SOURCE DOCUMENT:
Abstract 4332: Clinical Outcome of Patients With Acute Coronary Syndrome Receiving Percutaneous Extracorporeal Life Support
Background: Extracorporeal life support (ECLS) can maintain vital organ perfusion in patients with critical hemodynamic conditions. Data on percutaneous ECLS for patients suffering from cardiac arrest or cardiogenic shock due to acute coronary syndrome (ACS) has been scarce. We retrospectively evaluated the clinical features and in-hospital outcome of these patients.
Methods: Between January 2000 and May 2009, a total of 186 patients received percutaneous ECLS in our hospital. Of these, 119 patients (76 male, 72.5±11.1 years) who presented with ACS were evaluated. A multiple logistic regression analysis was performed to identify independent variables associated with in-hospital mortality.

SOURCE DATA:
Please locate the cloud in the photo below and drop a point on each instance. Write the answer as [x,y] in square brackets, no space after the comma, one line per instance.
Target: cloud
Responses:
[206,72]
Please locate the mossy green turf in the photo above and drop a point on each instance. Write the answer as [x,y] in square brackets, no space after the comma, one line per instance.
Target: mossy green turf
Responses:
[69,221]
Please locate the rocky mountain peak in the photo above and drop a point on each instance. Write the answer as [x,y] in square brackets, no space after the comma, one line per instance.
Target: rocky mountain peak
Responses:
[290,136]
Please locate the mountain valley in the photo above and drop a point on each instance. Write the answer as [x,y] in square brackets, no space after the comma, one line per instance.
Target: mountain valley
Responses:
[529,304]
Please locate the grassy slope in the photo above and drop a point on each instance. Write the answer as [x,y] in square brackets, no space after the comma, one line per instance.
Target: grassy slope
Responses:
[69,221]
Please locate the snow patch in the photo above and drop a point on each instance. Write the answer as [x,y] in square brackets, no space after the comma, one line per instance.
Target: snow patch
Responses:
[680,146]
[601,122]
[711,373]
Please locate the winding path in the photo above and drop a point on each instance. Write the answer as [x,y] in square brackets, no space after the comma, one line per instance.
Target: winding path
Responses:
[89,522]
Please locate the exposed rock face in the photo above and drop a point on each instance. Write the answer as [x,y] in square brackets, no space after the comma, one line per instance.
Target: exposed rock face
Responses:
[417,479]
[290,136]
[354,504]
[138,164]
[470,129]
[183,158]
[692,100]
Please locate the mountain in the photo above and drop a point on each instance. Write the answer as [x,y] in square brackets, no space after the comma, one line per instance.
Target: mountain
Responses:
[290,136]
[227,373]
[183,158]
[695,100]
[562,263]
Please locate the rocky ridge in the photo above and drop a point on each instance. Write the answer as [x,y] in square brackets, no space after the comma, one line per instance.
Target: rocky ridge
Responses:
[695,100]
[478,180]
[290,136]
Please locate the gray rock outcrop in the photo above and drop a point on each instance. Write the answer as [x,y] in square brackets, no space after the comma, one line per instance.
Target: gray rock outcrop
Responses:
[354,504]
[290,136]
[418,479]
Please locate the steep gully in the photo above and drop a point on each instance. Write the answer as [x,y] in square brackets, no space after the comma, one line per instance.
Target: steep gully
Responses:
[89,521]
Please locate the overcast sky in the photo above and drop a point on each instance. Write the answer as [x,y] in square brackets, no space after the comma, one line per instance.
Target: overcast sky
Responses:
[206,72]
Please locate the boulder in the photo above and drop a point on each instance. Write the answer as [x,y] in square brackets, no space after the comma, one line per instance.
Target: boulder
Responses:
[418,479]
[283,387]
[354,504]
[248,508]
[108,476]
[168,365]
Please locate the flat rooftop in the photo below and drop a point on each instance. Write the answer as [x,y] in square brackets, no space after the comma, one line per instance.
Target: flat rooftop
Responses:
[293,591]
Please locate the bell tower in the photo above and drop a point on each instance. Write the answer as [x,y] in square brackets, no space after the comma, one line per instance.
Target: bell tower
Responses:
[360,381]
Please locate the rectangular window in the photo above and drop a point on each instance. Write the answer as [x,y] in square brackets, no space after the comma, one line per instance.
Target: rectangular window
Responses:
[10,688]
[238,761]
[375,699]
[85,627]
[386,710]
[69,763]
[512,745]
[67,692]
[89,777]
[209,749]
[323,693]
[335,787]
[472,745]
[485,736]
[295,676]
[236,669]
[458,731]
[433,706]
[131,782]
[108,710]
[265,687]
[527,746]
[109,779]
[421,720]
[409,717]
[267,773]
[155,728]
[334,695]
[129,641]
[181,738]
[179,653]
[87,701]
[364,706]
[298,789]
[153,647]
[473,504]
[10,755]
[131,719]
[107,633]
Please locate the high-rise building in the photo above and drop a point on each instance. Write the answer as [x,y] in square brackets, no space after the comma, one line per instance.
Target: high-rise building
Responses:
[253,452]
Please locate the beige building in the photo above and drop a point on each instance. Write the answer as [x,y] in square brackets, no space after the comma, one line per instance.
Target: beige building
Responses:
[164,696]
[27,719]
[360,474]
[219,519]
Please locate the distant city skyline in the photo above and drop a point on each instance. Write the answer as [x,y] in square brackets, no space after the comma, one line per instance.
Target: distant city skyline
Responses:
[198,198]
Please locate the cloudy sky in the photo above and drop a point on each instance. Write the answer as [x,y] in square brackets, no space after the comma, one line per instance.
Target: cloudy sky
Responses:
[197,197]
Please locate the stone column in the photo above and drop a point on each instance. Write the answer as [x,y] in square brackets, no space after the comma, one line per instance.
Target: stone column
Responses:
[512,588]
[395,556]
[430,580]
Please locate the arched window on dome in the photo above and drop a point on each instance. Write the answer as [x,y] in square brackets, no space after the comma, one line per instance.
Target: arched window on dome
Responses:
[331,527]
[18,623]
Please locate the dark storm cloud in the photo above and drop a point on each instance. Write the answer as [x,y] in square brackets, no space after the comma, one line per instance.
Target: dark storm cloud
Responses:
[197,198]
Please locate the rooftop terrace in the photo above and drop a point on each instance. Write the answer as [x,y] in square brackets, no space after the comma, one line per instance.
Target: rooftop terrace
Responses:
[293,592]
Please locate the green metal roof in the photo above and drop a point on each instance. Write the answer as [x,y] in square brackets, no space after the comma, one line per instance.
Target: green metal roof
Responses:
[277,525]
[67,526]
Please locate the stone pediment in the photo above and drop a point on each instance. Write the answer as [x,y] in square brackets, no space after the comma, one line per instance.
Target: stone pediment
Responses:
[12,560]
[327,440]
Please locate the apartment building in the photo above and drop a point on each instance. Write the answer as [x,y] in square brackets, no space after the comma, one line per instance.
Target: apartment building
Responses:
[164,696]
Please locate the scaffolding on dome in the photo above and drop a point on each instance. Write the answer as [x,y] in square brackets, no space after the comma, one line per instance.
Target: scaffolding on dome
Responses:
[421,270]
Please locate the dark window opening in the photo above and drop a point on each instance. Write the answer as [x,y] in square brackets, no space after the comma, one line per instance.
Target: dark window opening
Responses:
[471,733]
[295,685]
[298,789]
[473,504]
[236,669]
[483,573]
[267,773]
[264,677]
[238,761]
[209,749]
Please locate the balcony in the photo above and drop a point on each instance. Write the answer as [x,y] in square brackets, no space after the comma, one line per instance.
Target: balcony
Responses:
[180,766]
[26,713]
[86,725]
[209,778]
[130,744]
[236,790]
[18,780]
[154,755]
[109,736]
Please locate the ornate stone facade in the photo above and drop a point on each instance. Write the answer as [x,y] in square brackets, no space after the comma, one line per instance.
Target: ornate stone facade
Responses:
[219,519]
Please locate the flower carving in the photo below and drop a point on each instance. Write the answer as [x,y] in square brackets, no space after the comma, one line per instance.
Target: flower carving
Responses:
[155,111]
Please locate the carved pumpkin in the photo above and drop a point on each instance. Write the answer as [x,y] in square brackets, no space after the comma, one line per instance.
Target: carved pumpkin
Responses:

PROBLEM SET:
a) Write out the ECLS abstract word for word, starting with "Methods: Between January" and going on through "with in-hospital mortality.".
b) Continue the ECLS abstract from the end of its final sentence.

RESULTS FOR THE EXERCISE:
a)
Methods: Between January 2000 and May 2009, a total of 186 patients received percutaneous ECLS in our hospital. Of these, 119 patients (76 male, 72.5±11.1 years) who presented with ACS were evaluated. A multiple logistic regression analysis was performed to identify independent variables associated with in-hospital mortality.

b)
Results: One hundred fifteen patients presented with acute myocardial infarction including 36 cardiopulmonary arrest on arrival and 4 patients presented with unstable angina pectoris. Clinical status prior to introduction of ECLS were cardiopulmonary arrest in 79 (30 ventricular fibrillation/pulseless ventricular tachycardia and 49 asystole/pulseless electrical activity) and cardiogenic shock in 40. The mean time from circulatory collapse to ECLS initiation was 22.5±15.6 minutes. One hundred twelve patients (94.1%) underwent emergency revascularization (107 PCI and 5 CABG). Success reperfusion was achieved in 109 patients (97.3%). During ECLS support, 112 patients (94.1%) received intra-aortic balloon pumping and 51 (42.9%) received continuous hemodiafiltration. Forty-two patients (35.3%) underwent therapeutic mild hypothermia. Sixty-three patients (52.9%) could be weaned from ECLS. Mean duration of ECLS support was 64.2±63.6 hours. ECLS-related complication occurred in 32 patients (26.9%). Survival rate to hospital discharge was 30.3%. Multivariate analysis revealed independent predictors of in-hospital mortality were age, time from circulatory collapse to ECLS initiation, and ECLS-related complication.
Conclusion: Patients with ACS who received percutaneous ECLS had a high in-hospital mortality despite high rate of revascularization. Age, time from circulatory collapse to ECLS initiation, and ECLS-related complication were independent predictors of in-hospital mortality.